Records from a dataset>
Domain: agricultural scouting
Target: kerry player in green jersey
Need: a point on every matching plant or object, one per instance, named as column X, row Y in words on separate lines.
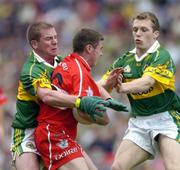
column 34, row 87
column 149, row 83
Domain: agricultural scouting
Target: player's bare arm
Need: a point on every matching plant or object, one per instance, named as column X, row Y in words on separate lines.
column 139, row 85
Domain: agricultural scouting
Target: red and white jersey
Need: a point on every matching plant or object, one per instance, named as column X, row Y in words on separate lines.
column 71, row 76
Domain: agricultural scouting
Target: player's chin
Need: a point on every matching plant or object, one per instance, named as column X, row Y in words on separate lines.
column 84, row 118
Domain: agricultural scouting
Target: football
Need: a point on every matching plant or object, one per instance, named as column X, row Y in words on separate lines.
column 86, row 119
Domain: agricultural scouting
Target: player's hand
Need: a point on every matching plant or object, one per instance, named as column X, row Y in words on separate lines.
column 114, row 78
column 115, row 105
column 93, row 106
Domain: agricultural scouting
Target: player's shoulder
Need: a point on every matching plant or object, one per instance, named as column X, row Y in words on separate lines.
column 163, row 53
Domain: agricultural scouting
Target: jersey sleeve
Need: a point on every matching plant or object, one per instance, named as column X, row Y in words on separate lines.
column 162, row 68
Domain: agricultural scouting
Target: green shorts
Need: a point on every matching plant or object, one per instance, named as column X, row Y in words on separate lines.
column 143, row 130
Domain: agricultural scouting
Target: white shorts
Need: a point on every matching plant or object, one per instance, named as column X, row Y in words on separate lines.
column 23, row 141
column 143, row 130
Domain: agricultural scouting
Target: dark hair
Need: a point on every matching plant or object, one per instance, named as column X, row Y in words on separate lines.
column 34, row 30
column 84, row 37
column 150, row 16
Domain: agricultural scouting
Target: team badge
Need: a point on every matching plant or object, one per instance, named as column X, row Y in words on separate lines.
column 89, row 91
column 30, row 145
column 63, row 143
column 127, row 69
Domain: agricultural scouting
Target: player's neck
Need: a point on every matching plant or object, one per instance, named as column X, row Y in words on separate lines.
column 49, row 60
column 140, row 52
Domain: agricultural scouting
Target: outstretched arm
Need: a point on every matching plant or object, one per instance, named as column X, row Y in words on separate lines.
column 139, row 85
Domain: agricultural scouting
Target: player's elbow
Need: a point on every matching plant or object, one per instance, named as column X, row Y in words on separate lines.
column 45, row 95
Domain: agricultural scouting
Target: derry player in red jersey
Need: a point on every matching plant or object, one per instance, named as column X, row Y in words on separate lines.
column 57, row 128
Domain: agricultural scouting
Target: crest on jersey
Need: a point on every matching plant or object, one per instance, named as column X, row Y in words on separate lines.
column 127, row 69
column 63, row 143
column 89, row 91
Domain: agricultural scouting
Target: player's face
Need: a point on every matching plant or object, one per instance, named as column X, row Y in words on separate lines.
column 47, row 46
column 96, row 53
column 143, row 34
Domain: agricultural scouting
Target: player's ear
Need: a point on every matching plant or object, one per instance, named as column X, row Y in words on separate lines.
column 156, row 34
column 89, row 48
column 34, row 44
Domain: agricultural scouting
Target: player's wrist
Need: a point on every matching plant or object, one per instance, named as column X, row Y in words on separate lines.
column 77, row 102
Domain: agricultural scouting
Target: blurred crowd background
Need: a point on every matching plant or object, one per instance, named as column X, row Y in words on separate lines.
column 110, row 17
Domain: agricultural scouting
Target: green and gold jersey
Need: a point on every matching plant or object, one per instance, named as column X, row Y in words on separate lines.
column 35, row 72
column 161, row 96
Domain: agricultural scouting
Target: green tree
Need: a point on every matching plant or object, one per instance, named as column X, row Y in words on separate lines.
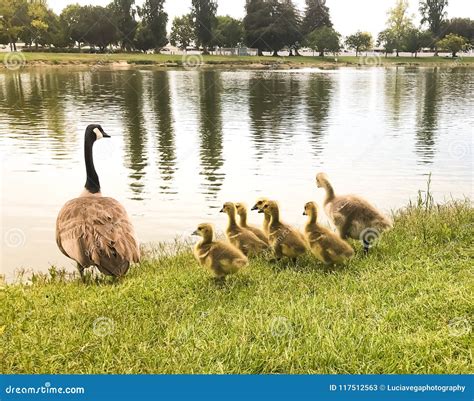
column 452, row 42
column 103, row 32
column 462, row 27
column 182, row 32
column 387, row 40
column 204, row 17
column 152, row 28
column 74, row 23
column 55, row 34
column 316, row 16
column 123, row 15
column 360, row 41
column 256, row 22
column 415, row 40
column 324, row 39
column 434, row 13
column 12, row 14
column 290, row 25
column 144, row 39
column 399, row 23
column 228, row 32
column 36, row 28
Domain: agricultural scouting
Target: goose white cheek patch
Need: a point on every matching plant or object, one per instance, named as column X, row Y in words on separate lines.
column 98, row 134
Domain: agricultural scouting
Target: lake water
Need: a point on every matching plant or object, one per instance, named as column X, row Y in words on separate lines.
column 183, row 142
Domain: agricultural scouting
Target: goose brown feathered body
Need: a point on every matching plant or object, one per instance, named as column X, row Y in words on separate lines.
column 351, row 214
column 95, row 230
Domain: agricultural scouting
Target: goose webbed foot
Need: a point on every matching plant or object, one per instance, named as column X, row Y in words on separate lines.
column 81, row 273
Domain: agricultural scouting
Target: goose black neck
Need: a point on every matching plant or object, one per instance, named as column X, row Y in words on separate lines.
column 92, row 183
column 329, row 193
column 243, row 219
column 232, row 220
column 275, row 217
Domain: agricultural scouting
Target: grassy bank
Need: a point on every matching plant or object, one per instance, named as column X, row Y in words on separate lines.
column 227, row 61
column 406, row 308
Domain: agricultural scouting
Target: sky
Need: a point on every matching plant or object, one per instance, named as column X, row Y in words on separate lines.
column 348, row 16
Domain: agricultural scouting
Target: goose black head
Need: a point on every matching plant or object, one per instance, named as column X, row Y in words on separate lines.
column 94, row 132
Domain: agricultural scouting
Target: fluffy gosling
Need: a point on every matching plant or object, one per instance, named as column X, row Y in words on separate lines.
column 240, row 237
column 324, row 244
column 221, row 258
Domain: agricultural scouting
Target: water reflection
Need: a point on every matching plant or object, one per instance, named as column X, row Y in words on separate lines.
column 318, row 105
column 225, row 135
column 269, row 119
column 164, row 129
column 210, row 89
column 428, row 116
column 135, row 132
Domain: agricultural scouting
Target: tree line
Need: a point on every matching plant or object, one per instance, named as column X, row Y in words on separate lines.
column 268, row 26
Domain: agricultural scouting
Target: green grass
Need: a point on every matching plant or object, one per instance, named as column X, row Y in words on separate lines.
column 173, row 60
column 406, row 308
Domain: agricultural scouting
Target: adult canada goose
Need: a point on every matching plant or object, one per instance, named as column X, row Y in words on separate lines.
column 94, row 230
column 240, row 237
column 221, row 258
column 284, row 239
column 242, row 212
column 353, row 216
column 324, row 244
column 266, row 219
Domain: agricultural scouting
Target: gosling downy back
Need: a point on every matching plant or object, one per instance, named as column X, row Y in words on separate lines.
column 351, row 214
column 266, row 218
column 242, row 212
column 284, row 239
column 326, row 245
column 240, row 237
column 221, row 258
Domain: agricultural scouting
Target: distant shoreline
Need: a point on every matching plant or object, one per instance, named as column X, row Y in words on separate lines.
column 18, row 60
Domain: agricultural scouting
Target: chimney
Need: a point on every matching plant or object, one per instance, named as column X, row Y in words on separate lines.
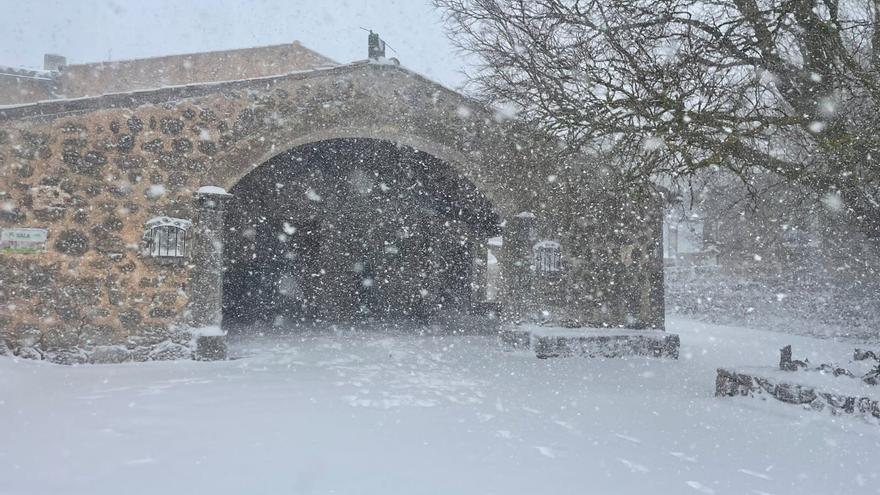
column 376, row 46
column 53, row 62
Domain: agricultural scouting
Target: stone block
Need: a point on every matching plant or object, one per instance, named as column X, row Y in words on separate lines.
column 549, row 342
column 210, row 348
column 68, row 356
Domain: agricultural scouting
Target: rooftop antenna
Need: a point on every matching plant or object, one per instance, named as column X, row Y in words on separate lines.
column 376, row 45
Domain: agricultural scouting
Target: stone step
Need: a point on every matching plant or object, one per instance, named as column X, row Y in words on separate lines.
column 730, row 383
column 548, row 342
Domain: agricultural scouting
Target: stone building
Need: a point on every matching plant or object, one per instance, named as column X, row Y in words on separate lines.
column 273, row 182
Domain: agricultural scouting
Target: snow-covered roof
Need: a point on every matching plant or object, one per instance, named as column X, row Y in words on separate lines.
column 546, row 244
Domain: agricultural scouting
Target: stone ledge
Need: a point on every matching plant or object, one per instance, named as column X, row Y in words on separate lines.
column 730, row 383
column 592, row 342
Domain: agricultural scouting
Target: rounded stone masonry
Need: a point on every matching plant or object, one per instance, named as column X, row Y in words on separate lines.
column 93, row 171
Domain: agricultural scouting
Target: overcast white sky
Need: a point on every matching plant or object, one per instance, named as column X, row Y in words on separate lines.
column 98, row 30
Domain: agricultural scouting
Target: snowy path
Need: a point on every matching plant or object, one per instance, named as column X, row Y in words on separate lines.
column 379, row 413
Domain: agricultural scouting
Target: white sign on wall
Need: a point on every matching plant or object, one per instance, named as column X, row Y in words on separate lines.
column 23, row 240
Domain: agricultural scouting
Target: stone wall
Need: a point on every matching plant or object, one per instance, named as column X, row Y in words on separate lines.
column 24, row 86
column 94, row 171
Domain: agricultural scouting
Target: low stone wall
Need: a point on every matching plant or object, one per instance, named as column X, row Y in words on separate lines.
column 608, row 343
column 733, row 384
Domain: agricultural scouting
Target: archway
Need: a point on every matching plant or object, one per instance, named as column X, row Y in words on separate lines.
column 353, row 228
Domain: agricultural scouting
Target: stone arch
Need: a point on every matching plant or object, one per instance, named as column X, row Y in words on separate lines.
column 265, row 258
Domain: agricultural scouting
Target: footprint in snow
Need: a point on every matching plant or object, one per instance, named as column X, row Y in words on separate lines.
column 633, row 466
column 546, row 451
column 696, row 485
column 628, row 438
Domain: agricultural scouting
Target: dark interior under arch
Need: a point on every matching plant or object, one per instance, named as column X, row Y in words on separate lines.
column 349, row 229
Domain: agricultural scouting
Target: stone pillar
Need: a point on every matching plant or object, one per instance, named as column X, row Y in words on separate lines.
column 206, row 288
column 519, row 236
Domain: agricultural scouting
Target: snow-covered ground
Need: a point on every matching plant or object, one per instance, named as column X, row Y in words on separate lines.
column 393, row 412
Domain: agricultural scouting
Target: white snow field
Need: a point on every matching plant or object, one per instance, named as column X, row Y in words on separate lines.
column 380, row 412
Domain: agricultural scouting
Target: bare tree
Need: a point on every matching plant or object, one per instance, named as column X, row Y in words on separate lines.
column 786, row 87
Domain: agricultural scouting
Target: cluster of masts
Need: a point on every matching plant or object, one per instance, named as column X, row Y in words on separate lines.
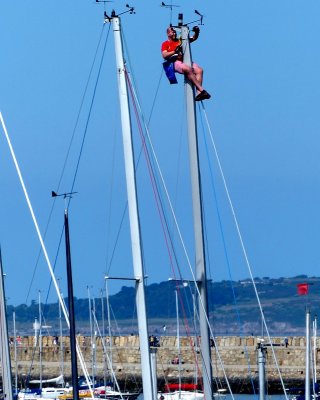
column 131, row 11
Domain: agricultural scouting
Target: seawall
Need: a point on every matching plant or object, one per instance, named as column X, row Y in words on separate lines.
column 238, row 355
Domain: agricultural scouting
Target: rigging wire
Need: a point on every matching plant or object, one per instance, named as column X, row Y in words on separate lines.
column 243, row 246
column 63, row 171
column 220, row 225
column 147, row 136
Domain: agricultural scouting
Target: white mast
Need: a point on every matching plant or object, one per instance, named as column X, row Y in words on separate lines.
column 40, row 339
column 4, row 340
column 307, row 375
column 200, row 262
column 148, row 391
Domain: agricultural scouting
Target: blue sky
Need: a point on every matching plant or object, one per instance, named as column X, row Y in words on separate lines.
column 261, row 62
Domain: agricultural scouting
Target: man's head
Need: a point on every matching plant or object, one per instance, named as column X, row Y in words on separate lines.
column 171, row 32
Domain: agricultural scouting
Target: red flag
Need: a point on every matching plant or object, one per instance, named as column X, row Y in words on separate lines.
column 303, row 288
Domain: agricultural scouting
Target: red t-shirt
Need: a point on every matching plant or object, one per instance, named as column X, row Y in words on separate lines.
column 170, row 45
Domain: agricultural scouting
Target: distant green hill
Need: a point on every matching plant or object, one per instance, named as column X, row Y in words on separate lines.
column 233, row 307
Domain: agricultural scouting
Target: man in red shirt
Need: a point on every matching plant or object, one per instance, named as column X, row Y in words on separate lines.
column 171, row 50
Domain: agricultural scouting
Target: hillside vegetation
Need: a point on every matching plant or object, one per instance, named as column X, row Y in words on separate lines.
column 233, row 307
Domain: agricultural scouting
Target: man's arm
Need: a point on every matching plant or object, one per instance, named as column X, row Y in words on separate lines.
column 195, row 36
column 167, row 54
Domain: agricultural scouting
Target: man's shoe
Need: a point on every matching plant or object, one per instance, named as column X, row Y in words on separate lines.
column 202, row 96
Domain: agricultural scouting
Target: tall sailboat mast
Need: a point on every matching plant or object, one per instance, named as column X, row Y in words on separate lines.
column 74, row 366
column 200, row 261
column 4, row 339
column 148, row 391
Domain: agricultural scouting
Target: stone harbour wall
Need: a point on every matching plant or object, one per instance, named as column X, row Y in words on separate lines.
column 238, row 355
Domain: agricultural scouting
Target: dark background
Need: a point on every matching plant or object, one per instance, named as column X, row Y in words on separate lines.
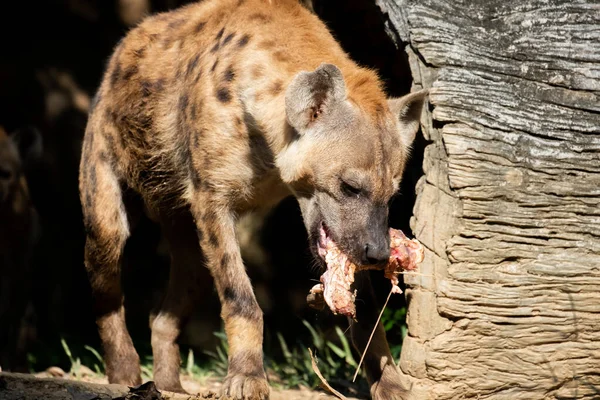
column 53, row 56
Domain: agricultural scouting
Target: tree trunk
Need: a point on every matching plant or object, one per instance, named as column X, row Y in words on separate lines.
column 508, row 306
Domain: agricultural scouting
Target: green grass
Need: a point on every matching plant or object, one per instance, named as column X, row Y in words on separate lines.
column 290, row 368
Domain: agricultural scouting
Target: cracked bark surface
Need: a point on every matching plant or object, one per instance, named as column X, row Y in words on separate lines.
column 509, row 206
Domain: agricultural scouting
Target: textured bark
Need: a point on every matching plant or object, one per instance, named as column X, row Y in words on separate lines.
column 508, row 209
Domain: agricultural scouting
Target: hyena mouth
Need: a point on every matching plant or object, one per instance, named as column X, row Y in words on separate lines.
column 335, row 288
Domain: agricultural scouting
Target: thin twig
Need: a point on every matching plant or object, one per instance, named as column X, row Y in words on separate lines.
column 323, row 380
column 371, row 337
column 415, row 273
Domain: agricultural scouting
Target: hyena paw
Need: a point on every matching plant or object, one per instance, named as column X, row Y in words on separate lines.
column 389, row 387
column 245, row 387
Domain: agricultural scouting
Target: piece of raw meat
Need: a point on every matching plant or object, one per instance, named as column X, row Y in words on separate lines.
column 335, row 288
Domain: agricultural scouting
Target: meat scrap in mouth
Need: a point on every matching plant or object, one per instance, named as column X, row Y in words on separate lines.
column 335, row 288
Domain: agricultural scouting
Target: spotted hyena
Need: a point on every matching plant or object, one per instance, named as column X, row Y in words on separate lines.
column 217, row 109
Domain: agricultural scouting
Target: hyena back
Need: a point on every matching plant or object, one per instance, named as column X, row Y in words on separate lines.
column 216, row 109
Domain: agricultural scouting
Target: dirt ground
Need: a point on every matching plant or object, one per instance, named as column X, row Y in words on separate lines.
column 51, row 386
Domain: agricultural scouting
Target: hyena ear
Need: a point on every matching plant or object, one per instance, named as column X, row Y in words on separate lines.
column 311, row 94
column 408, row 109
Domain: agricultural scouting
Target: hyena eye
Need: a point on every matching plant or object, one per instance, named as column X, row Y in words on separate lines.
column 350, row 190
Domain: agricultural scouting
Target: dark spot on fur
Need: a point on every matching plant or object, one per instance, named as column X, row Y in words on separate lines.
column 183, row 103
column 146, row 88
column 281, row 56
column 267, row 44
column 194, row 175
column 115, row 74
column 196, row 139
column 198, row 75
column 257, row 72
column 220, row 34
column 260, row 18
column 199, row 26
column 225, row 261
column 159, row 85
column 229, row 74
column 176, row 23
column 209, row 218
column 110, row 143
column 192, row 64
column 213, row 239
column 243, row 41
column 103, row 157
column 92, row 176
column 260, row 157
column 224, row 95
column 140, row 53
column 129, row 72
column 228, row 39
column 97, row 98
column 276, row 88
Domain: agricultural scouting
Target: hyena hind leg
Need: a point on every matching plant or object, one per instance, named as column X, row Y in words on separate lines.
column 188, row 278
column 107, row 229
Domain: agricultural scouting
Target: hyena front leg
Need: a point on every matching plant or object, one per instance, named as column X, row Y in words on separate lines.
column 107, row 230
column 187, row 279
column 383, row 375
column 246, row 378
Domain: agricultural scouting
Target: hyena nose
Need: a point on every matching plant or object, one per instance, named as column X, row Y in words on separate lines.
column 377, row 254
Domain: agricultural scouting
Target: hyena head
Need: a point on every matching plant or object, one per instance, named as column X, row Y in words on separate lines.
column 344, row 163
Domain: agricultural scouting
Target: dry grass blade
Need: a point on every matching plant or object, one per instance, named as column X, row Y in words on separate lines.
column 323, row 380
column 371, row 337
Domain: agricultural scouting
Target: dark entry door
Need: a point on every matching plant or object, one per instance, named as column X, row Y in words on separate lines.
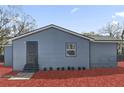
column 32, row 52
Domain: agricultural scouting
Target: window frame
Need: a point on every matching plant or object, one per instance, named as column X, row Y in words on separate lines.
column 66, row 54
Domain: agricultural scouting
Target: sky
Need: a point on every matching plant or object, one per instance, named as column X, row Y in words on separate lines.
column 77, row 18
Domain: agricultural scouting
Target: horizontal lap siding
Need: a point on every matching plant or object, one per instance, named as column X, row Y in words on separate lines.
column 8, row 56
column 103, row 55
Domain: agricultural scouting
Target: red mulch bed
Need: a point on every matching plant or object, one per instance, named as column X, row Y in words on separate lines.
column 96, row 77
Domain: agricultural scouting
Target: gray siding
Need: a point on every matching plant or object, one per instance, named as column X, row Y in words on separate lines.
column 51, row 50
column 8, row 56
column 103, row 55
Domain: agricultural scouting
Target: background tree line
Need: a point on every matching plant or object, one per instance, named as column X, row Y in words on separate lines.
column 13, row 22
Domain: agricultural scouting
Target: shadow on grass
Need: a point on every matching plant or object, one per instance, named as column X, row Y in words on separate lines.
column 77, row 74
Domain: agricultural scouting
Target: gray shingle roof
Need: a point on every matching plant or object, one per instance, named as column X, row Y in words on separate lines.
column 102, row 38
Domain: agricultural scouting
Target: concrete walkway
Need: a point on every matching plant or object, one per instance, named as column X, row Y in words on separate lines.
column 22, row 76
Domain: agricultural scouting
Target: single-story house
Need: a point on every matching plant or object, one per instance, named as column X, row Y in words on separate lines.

What to do> Rewrite the rows from the beginning through the line containing "column 93, row 106", replacing each "player's" with "athlete's" and keeping everything else unchanged. Omit the pictures.

The answer>
Domain: agricultural scouting
Target: kerry player in green jersey
Need: a point on every matching plant or object, one per instance, named as column X, row Y in words on separate lines.
column 34, row 87
column 149, row 83
Domain: agricultural scouting
Target: athlete's bare arm
Need: a point on every matching plant or object, one per instance, named as column X, row Y in words on separate lines.
column 139, row 85
Domain: agricultural scouting
Target: red and white jersey
Need: a point on every matching plant or object, one per instance, named as column X, row Y in words on separate lines.
column 71, row 76
Domain: agricultural scouting
Target: athlete's chin
Need: a point on every matching plant or object, one per instance, named as column X, row Y in words on separate lines.
column 84, row 118
Domain: agricultural scouting
Target: football
Need: a point on every matching plant or object, one per instance, named as column X, row Y in words on separate lines.
column 86, row 119
Domain: agricultural scouting
Target: athlete's hand
Need: a point on every matching plant or object, one per instance, named as column X, row Y in words on separate lines.
column 114, row 78
column 115, row 105
column 93, row 106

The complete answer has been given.